*** Record extracts ***

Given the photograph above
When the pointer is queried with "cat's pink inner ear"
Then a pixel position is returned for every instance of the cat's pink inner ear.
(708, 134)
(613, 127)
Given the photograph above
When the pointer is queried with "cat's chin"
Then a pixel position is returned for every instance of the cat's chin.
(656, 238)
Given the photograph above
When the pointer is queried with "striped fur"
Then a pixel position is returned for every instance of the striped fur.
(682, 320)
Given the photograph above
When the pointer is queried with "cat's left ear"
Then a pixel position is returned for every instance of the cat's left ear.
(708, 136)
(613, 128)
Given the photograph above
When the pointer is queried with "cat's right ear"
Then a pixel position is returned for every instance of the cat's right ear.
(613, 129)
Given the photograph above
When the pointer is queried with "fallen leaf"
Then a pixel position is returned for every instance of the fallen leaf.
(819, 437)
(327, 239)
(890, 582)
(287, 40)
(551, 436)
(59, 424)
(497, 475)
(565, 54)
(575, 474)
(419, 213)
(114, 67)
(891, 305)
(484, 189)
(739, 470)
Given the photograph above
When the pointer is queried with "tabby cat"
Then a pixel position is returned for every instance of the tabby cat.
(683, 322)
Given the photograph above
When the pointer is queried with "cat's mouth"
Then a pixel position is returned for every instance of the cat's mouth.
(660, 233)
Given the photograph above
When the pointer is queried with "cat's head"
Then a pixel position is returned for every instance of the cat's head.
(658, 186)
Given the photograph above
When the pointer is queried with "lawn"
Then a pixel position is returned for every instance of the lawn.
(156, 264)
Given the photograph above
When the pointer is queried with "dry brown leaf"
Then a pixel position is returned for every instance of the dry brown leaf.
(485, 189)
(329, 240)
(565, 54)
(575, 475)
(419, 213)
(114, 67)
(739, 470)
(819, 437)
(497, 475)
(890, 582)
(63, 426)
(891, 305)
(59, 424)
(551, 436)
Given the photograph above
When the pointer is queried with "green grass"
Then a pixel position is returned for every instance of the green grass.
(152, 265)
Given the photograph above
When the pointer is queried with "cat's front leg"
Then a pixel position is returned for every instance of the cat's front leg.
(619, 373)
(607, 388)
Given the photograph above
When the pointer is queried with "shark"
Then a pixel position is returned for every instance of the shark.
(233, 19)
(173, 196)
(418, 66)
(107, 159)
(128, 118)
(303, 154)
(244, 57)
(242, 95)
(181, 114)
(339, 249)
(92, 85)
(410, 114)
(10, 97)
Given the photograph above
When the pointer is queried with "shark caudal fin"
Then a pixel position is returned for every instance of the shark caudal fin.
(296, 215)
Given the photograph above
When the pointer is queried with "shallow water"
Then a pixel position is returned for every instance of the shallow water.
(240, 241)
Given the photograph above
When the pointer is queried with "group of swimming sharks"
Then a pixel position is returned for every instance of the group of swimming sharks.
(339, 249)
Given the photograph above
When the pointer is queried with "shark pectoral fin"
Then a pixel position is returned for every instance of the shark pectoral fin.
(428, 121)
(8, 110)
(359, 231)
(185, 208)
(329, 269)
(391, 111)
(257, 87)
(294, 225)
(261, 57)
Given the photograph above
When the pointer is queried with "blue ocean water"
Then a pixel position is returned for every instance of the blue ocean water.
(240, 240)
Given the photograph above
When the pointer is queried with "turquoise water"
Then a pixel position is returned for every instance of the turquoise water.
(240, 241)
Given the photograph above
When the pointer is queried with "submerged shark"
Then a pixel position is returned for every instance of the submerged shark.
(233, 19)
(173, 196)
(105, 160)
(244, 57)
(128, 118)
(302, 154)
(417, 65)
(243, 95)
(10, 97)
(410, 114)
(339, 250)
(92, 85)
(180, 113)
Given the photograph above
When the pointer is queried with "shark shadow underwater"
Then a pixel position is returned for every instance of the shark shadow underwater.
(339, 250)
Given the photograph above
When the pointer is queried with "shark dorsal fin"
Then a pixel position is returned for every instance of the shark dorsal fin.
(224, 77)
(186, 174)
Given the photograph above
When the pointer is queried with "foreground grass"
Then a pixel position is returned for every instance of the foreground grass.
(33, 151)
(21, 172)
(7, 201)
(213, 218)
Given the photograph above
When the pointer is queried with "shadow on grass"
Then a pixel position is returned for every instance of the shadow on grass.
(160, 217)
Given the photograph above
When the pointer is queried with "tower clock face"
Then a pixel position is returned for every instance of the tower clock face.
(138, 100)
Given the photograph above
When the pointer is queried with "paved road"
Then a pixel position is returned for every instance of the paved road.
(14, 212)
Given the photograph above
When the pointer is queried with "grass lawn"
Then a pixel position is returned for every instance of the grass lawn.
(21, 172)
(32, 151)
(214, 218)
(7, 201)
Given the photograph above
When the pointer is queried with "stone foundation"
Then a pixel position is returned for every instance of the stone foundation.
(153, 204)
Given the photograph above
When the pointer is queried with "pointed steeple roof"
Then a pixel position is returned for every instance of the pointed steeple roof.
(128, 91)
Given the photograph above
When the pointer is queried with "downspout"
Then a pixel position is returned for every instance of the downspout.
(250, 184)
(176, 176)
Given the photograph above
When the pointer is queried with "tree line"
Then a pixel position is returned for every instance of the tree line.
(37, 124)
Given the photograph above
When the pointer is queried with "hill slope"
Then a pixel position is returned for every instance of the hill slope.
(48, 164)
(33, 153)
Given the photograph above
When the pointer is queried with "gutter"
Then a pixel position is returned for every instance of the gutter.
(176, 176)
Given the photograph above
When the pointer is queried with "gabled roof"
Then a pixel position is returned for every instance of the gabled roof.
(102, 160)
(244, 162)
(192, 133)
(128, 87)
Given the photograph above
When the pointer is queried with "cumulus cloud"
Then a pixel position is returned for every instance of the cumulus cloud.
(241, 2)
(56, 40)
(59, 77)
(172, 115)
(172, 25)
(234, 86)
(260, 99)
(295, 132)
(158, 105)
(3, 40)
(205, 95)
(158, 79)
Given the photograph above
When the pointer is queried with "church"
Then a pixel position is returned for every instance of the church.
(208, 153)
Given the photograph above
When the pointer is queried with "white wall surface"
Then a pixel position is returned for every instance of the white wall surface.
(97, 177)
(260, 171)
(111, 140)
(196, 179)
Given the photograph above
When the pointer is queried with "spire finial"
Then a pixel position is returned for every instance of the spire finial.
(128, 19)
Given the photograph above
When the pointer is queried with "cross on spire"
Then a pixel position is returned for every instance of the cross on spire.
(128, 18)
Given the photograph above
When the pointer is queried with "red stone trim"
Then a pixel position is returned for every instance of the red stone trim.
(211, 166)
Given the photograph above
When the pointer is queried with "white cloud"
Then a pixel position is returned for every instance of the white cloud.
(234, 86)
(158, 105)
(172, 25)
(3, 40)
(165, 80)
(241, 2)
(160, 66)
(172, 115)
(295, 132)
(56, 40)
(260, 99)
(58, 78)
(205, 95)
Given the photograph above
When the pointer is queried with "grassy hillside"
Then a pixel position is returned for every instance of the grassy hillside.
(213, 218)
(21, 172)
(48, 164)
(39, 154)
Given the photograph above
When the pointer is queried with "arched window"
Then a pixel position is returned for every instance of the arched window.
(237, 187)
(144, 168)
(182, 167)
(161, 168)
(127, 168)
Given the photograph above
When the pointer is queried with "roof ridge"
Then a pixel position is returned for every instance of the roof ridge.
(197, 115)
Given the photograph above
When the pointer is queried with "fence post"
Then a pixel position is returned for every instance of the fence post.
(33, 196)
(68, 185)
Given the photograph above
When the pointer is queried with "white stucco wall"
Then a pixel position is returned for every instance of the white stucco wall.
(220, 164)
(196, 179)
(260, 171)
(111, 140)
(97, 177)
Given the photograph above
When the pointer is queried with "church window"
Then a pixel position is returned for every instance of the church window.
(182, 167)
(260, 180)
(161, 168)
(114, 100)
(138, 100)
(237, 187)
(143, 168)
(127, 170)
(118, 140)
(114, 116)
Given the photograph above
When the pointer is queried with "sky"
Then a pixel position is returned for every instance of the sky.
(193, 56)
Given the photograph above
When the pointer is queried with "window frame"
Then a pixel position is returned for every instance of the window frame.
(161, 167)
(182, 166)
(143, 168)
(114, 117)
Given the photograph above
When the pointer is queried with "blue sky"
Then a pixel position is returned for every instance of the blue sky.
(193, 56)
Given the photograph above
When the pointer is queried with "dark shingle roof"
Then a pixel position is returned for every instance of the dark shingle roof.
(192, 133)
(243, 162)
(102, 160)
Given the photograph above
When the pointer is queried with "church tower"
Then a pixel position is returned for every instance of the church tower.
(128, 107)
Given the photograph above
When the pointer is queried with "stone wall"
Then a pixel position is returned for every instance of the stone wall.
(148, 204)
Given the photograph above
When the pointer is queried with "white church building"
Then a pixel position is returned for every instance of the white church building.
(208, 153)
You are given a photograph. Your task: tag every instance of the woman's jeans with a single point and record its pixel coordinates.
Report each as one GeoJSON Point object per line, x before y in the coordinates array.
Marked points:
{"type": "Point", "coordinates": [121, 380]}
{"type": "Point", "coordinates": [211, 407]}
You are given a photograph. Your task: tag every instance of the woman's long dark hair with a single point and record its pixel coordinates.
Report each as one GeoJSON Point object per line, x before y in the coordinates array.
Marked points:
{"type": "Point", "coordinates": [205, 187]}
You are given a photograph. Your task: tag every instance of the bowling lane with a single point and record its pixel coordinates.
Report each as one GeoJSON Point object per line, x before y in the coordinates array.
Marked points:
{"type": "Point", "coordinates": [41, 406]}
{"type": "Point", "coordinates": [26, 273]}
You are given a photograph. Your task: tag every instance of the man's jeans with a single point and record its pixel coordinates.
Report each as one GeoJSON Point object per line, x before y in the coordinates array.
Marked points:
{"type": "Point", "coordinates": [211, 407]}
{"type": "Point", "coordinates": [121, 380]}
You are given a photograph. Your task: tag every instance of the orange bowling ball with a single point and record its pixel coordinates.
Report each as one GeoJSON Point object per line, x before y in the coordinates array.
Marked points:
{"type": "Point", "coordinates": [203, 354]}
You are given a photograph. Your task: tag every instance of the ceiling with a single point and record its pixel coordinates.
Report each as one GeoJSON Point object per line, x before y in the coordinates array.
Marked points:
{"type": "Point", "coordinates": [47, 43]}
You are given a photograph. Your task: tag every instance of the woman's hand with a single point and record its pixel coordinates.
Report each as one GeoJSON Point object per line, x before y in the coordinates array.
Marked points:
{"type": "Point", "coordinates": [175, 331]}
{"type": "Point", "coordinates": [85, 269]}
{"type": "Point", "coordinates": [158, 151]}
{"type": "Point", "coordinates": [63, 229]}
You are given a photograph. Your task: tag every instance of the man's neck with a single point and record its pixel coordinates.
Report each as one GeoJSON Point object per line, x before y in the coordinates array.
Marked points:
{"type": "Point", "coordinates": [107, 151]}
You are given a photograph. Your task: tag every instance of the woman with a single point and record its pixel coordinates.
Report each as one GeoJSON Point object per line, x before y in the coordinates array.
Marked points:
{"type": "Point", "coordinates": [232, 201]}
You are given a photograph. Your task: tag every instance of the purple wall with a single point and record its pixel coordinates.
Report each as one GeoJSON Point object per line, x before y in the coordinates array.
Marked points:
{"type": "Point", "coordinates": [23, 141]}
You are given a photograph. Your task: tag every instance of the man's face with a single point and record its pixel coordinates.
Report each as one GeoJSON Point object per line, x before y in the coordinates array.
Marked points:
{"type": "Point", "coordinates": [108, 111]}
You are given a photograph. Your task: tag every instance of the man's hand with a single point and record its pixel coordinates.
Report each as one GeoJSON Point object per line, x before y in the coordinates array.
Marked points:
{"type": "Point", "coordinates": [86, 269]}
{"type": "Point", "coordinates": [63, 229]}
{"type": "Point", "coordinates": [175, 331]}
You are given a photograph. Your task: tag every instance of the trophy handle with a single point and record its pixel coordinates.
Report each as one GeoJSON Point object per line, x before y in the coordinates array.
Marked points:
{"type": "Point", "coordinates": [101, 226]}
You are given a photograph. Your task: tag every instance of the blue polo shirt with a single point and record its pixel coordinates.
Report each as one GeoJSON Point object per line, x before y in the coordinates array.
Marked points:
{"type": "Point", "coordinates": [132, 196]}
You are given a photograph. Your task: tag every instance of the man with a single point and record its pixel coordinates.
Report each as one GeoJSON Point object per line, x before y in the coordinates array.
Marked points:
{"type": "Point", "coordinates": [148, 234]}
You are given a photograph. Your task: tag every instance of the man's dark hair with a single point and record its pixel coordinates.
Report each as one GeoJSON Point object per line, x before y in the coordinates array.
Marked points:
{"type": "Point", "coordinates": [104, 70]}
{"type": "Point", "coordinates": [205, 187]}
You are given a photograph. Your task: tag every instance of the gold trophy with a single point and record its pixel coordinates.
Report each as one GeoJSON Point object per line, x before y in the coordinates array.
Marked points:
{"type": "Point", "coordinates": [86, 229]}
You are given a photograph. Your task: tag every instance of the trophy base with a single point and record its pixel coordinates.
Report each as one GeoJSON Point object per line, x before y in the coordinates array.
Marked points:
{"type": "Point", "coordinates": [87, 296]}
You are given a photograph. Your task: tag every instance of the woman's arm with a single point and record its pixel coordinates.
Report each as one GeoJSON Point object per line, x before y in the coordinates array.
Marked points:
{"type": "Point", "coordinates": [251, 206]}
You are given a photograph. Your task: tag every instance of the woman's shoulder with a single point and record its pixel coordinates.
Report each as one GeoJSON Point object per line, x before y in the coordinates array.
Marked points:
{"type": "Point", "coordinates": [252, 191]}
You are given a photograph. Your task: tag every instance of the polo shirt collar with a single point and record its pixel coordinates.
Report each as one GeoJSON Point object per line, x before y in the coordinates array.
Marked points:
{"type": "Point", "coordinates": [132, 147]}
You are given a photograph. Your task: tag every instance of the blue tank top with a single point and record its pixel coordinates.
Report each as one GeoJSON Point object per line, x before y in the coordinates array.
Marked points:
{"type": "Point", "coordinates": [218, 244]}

*** End of Record extracts ***

_Task to carry out_.
What is the number of lines in the data that include the word "bowling"? State only that number.

_Reply to the task_.
2